WHAT TO DO:
Translate this sentence from the text on the Department of the Pacific below into Spanish: "In January 1857, the headquarters again returned to San Francisco."

EXTRACT PROVIDED:
╔══
Department of the Pacific
The Department of the Pacific was created on October 31, 1853, at San Francisco, California, replacing the older Pacific Division, (1848-53) and abolishing the existing 10th (California) and 11th (Oregon) Departments, consolidating them within the new Department. The department reported directly to the headquarters of the Army in Washington, D.C.. It oversaw the military affairs in the country west of the Rocky Mountains (California, Oregon Territory, and Washington Territory), except for the Utah Territory and the Territory of New Mexico east of the 110th meridian west, (thus including most of modern Arizona and southern Nevada).
From 1855-57 the Puget Sound District was organized.
In January 1857, the headquarters again returned to San Francisco.
On January 14, 1858, the Utah Territory was placed within the Department but soon removed into the Department of Utah, in 1858, that remained until 1861.
- Post of Alcatraz Island or Fort Alcatraz, California 1853-1907
- Fort Bellingham, Washington Territory 1855 - 1860
- Benicia Arsenal, Benicia, California 1851-1964
- Benicia Barracks, California 1852-1866
- Fort Boise, Idaho, 1863–1912
- Fort Bragg, California 1857-1864.
- Fort Churchill, Nevada, 1860–1869
- Fort Colville, Washington Territory, 1825–1870
- Fort Dalles, Oregon, 1850–1867
- Fort Klamath, Oregon, 1863-1890
- Roop's Fort, Fort Defiance, Susanville, California 1853-1863
- Fort Douglas, Utah Territory, 1862–1991
- Drum Barracks, California, 1862–1870
- Fort Gaston, California 1859-1892
- Fort Humboldt, California 1853-1867
- Fort Jones, California, 1852–1858
- Fort Mohave, Arizona Territory 1959-1890
- Fort Point San José, San Francisco, California, 1853–1882
- Fort Point, San Francisco, California 1853-1886
- New San Diego Depot, San Diego, California 1851 - June, 1866.
- Fort Steilacoom, Washington Territory, 1849–1868
- Fort Yuma, California 1851 - 1883
- Fort Vancouver, Washington Territory 1853-1879
- Fort Tejon, California 1854 - 1861, 1863 - 1864.
- Camp Burton, California 1855
- Fort Cascades, Washington Territory 1855 - 1861
- Fort Yamhill, Oregon (1856–1866)
- Fort Simcoe, Washington Territory, 1856–1859
- Fort Townsend, Washington Territory 1856 - 1861
- Fort Walla Walla, Washington Territory 1856-1911
- Fort Crook, California 1857-1869
- Fort Hoskins, Oregon, 1857–1865
- Fort Ter-Waw, California 1857-1862
- Camp at Pardee's Ranch, California 1858-1865
On September 13, 1858, the Department of the Pacific was disbanded, replaced by two new departments: the Department of California and the Department of Oregon. The Department of California included the territory west of the Rockies, the Umpqua and Rogue River districts in Oregon, Utah and New Mexico. The Department of Oregon included the Oregon and Washington Territories.
╚══
MATERIAL SHOWN:
╔══
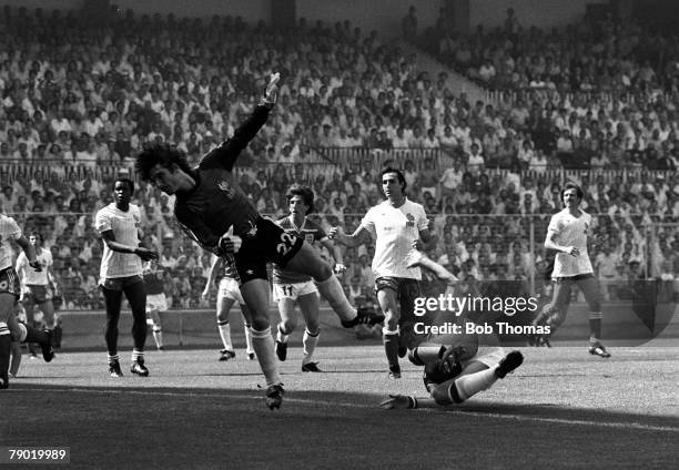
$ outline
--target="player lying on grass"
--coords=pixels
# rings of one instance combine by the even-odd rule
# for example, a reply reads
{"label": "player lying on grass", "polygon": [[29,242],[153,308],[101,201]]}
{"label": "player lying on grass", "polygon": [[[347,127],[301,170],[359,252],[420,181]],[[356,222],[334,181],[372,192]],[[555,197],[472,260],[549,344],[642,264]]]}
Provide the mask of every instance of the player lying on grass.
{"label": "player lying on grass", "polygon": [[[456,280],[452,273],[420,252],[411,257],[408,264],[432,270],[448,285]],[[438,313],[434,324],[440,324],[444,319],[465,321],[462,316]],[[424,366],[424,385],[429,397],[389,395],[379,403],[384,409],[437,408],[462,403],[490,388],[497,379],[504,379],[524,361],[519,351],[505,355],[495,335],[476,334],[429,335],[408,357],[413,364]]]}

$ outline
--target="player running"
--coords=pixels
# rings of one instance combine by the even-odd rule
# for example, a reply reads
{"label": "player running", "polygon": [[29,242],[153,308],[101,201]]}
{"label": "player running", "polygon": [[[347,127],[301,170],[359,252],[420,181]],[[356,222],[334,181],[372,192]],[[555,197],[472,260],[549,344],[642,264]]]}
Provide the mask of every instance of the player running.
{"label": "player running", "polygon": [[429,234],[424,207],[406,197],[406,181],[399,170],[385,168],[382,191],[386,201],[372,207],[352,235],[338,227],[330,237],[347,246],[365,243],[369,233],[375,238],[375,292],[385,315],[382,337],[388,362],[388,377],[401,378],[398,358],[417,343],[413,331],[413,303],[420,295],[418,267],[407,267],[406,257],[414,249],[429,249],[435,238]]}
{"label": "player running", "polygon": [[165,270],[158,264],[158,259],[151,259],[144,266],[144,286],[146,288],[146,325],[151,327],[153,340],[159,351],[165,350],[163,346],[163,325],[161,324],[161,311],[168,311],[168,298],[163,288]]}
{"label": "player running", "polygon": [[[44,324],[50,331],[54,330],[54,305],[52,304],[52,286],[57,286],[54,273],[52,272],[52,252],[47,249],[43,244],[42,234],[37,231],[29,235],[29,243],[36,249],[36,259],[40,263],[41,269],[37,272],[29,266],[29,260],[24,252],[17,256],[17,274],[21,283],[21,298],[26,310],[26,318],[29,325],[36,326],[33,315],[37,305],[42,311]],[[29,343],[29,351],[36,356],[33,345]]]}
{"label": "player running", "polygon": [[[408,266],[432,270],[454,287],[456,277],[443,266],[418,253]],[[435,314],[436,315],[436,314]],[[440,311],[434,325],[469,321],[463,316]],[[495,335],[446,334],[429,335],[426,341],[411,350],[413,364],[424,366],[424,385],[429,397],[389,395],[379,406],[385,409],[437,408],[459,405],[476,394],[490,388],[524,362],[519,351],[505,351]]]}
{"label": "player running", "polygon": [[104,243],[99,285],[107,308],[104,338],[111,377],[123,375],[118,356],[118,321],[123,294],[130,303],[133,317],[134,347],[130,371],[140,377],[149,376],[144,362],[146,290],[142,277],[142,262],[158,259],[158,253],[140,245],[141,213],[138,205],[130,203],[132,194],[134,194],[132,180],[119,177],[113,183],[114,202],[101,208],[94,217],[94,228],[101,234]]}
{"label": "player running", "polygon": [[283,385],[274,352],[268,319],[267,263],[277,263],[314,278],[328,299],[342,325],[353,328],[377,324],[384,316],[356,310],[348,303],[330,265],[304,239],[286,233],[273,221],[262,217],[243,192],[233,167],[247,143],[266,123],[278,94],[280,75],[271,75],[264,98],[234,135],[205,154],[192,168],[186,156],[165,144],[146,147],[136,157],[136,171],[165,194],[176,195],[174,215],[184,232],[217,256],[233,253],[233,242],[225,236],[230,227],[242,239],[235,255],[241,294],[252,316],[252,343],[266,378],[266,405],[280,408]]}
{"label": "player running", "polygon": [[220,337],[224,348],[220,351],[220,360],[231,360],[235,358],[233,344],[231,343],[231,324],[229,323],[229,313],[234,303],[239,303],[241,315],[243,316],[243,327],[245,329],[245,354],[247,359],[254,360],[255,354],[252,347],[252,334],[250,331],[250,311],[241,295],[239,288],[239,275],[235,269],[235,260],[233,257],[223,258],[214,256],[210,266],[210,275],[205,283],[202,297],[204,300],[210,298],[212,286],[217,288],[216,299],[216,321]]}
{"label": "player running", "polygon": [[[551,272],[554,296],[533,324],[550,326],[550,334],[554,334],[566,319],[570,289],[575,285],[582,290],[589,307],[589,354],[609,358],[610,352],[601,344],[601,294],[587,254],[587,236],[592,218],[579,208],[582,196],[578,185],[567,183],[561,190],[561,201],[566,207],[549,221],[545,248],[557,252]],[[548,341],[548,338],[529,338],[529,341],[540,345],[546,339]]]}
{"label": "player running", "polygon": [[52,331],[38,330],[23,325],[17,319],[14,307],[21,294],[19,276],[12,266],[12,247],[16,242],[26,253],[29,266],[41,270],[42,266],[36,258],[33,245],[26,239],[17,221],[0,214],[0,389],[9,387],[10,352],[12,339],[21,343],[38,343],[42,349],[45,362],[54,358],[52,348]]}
╚══
ANSWER BELOW:
En enero de 1857, el cuartel general regresó de nuevo a San Francisco.